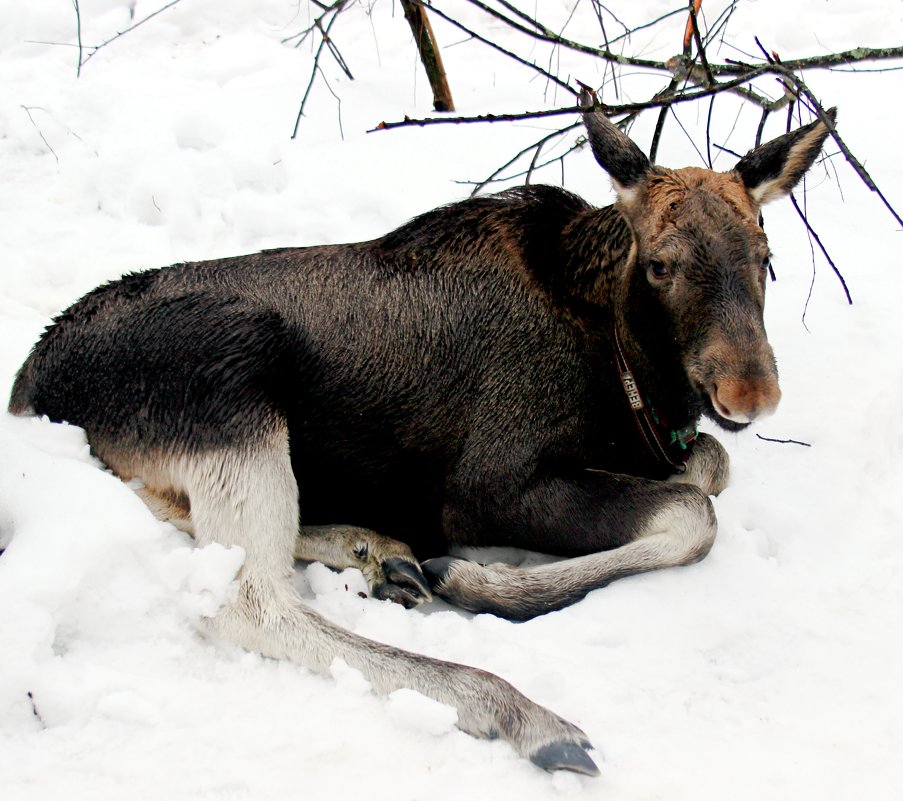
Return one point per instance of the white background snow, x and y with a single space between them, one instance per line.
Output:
771 670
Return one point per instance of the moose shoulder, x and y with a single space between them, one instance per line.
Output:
521 370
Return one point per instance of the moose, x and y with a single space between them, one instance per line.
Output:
521 370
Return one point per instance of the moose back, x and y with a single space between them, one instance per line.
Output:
521 370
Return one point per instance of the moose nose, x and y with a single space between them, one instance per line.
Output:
743 401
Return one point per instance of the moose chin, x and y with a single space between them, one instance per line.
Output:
521 370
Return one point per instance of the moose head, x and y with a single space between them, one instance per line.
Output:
693 289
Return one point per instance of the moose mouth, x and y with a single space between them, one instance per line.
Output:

____________________

Exercise:
The response should be the lines from the one containing "Return one point per instance of the moose head, x" through the last line of the data, set down exactly and with no other line.

Result of the exercise:
Return one point per instance of the moose head, x and y with a single space between them, one instance per line.
Output:
693 289
Return one point per instance of the moose mouth, x and y with a single space between them, one instance per line.
Output:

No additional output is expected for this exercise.